(Coordinate labeling data)
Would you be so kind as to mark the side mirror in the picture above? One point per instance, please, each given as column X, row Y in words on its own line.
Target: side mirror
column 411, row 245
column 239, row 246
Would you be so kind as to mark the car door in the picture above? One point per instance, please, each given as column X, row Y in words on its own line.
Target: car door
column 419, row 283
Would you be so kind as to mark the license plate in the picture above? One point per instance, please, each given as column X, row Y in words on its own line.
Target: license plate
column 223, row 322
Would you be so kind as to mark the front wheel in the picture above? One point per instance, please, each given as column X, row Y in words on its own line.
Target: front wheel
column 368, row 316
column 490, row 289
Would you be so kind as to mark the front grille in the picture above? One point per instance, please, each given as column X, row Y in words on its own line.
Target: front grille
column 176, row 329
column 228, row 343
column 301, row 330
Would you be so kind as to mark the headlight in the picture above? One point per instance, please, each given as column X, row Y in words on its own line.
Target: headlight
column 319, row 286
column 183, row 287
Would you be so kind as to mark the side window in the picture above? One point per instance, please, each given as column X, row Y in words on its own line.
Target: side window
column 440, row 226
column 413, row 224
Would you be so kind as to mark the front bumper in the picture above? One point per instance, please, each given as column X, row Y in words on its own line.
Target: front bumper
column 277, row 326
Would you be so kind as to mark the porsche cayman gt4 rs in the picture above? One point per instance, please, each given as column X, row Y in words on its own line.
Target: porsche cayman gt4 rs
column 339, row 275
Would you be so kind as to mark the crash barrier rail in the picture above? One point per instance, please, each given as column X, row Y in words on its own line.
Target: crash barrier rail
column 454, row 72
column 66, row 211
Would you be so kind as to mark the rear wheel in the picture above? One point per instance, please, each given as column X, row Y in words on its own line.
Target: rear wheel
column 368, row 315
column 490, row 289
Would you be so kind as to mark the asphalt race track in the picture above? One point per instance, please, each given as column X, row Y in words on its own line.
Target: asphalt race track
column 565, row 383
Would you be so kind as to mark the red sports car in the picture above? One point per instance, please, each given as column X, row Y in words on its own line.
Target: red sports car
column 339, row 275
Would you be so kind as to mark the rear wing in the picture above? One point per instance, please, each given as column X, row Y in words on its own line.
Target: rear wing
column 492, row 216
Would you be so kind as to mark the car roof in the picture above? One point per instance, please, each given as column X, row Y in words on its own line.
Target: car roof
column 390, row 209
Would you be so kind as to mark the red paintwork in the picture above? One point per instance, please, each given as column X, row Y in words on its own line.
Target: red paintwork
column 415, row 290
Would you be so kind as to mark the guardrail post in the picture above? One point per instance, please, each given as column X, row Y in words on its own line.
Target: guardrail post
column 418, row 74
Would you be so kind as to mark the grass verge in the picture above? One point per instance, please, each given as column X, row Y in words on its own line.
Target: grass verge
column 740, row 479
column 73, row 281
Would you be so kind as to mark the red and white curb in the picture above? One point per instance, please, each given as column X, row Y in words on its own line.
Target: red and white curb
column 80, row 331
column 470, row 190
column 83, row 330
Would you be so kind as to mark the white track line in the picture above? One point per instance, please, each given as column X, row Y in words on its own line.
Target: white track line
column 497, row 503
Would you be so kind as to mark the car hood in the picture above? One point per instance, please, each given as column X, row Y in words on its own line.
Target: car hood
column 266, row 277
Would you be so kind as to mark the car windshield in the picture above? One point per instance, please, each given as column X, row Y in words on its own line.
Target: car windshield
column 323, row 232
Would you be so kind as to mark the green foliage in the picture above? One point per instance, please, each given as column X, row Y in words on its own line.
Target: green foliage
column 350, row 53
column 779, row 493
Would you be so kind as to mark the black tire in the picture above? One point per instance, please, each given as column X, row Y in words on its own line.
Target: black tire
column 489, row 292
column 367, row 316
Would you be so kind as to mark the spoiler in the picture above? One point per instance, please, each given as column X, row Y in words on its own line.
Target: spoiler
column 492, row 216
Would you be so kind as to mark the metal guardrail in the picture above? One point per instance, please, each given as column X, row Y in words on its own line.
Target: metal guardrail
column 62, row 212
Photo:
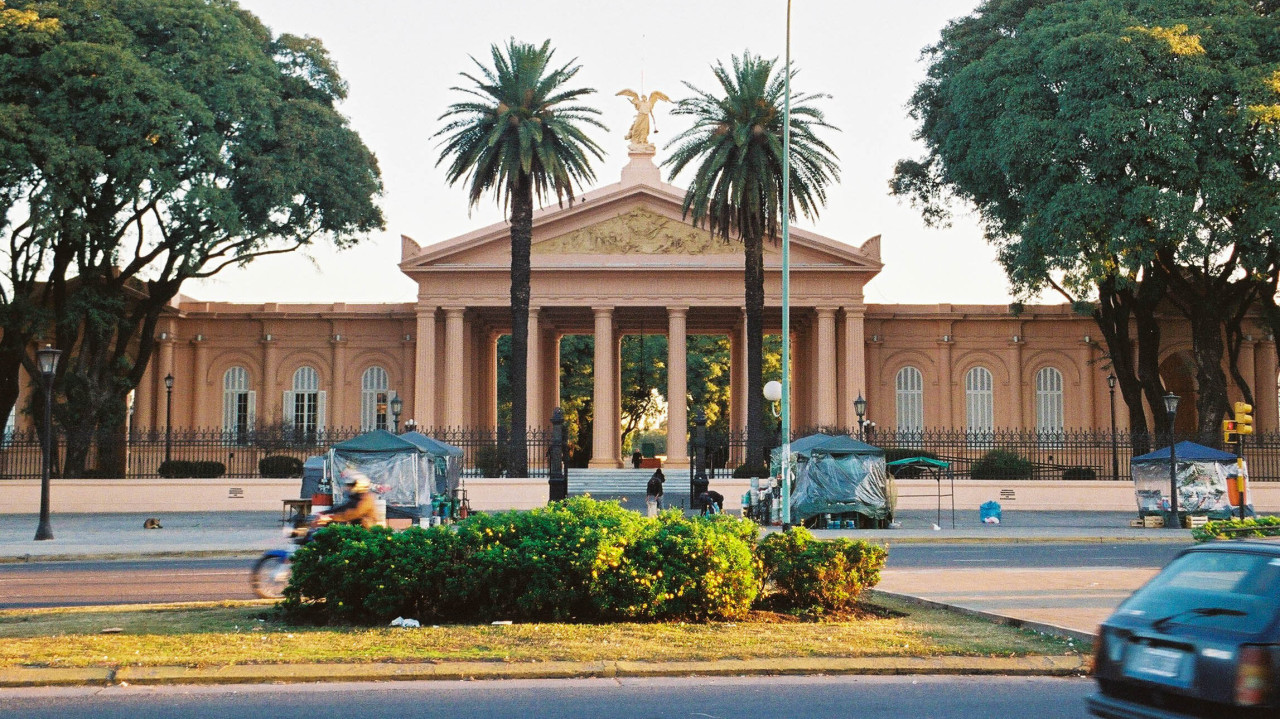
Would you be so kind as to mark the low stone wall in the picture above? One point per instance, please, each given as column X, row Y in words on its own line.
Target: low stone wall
column 22, row 497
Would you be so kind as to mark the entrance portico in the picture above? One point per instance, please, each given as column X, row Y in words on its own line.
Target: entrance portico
column 624, row 261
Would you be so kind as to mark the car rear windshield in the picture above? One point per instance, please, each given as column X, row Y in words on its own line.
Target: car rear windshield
column 1198, row 582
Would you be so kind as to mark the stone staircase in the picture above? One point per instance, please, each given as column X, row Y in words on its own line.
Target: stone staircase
column 611, row 482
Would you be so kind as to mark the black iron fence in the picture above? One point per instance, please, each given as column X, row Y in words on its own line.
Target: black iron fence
column 1070, row 454
column 241, row 452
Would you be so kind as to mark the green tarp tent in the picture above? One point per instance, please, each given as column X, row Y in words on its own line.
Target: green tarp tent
column 835, row 475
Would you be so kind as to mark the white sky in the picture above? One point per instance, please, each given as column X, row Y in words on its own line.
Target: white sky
column 401, row 56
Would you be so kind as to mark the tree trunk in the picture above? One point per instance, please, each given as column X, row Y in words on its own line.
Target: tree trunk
column 754, row 296
column 521, row 239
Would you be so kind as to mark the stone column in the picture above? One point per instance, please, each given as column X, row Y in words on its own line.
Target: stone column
column 424, row 370
column 1088, row 385
column 199, row 385
column 270, row 407
column 337, row 404
column 946, row 420
column 677, row 388
column 1016, row 402
column 824, row 361
column 604, row 439
column 455, row 379
column 533, row 375
column 855, row 365
column 1265, row 415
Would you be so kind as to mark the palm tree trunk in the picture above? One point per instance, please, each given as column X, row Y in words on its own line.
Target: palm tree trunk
column 521, row 238
column 754, row 289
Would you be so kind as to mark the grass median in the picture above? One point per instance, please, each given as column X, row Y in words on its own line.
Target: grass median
column 247, row 632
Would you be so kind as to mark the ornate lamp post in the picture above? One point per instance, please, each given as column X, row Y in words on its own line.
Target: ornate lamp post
column 860, row 408
column 397, row 406
column 1115, row 450
column 168, row 417
column 46, row 360
column 1171, row 411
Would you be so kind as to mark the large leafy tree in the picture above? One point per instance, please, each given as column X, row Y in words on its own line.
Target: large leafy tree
column 735, row 149
column 520, row 136
column 147, row 142
column 1123, row 154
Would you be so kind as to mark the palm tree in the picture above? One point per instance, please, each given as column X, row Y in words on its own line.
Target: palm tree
column 520, row 134
column 736, row 149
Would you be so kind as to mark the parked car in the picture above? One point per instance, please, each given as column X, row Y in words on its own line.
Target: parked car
column 1201, row 639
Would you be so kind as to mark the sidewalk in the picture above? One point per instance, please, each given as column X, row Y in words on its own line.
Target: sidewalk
column 105, row 536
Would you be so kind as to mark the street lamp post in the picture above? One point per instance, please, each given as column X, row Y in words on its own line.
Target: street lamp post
column 397, row 406
column 1115, row 450
column 168, row 417
column 46, row 360
column 860, row 408
column 1171, row 411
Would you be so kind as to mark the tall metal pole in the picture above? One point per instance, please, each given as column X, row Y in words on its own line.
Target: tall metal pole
column 786, row 283
column 1115, row 449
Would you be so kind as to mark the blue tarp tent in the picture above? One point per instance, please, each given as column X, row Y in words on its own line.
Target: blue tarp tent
column 1201, row 479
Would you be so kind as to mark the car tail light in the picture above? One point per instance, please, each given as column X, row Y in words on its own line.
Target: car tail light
column 1253, row 676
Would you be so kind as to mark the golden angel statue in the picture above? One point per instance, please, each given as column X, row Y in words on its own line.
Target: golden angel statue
column 639, row 132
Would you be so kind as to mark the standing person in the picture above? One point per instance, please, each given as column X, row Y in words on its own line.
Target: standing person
column 653, row 493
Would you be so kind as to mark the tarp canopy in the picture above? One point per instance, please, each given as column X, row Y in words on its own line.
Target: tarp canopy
column 1187, row 452
column 835, row 475
column 405, row 471
column 928, row 461
column 1201, row 479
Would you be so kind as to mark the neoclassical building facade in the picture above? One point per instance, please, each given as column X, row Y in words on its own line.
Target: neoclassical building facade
column 624, row 261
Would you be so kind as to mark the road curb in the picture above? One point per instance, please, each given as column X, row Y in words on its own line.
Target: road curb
column 1034, row 665
column 1052, row 630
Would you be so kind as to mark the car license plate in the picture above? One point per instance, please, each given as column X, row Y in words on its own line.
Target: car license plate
column 1159, row 664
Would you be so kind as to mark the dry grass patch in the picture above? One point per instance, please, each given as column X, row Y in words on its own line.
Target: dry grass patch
column 243, row 632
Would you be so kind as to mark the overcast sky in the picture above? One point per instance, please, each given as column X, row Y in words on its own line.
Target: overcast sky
column 401, row 56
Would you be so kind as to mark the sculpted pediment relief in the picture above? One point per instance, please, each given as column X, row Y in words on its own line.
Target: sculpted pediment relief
column 638, row 232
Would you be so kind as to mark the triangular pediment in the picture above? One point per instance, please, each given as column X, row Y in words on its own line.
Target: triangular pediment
column 630, row 223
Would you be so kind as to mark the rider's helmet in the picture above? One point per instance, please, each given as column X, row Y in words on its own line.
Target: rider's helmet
column 355, row 481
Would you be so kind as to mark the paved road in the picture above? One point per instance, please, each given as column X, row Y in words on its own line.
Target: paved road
column 72, row 584
column 762, row 697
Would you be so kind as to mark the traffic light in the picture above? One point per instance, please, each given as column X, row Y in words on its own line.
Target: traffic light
column 1243, row 418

### GIVEN EXERCISE
Copy the lines above again word for word, from the line with "Would you be so kind as to mark the stone column" to the line with "column 1123, row 154", both of those lines included.

### WORKED SOLUTION
Would you be so kind as to mark the stone column in the picture above? One point per instance, please, each given as column X, row Y in words on its own line.
Target: stone column
column 424, row 370
column 1088, row 385
column 199, row 385
column 270, row 407
column 337, row 404
column 946, row 420
column 677, row 388
column 1016, row 402
column 824, row 361
column 604, row 439
column 455, row 379
column 533, row 375
column 855, row 365
column 1265, row 415
Would you be so kind as to mark the palm tree trunk in the picture above? One point per instance, please, each given as column X, row Y in words on its own line.
Target: palm tree trunk
column 521, row 238
column 754, row 289
Would you be so kind as to mark the grass median in the picture above? One point per instance, please, each given as column X, row Y in words on its own line.
Target: grass median
column 247, row 632
Would you be so kind as to mark the ornate lamp post in the picture above? One point per instance, please, each given as column X, row Y in words on its own line.
Target: ornate lamp post
column 860, row 408
column 397, row 406
column 1115, row 450
column 168, row 417
column 46, row 360
column 1171, row 411
Would you be so kind as to mark the large leafy tree in the picture above? One point per instance, please, each given as column X, row Y in words on its own line.
Target: large leafy tree
column 735, row 149
column 520, row 136
column 147, row 142
column 1123, row 154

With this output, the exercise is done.